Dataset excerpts
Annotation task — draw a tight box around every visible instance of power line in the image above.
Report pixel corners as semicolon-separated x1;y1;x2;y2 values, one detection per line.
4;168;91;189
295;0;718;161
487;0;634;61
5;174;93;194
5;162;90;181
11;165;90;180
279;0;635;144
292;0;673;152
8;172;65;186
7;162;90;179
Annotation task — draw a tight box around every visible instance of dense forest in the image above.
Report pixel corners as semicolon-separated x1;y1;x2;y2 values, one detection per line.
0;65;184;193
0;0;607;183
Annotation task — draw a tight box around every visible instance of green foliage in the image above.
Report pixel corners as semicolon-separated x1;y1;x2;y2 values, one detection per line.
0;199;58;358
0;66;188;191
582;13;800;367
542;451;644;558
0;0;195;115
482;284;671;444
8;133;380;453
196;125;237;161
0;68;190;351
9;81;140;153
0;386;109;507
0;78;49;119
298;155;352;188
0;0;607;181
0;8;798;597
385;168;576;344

* * *

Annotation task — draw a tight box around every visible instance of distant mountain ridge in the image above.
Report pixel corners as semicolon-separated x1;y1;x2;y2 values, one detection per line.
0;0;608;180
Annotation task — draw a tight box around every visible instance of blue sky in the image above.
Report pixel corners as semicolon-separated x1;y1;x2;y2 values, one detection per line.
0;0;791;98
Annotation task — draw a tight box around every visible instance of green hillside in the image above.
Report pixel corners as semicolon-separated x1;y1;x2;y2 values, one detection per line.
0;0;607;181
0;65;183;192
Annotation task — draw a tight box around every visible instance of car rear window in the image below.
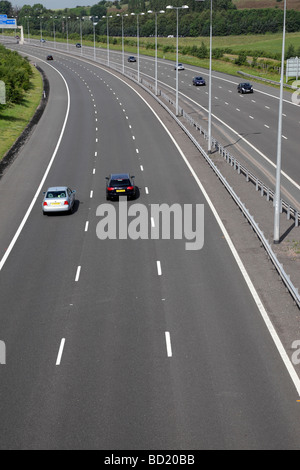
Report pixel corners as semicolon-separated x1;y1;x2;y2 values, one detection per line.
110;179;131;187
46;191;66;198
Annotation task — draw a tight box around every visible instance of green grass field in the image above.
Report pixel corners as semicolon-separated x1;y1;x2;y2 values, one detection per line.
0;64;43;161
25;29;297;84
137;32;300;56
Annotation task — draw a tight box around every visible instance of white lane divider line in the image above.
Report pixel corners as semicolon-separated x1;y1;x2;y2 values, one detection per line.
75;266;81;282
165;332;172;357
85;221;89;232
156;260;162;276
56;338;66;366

==

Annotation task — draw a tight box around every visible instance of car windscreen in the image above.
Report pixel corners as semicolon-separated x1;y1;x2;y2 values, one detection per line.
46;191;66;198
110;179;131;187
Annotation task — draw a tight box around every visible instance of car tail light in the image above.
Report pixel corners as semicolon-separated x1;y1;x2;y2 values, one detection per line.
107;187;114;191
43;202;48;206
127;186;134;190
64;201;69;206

◆ TASK TO COMPLETE
Copy the entries above exactly, but only from the line holding "power line in the image above." through the line holding "forest in the image above.", both included.

◆ WRITTEN SOLUTION
Annotation task — draw a tight box around every visible instance of power line in the image above.
Report pixel corners as semicolon-separated x1;y1;x2;y2 values, one detection per line.
4;168;91;189
295;0;718;161
487;0;634;61
5;174;93;194
5;162;90;181
11;165;90;180
279;0;635;144
292;0;673;152
8;172;65;186
7;162;90;179
Annotation task — draw a tight box around every visible instance of dense forest in the image above.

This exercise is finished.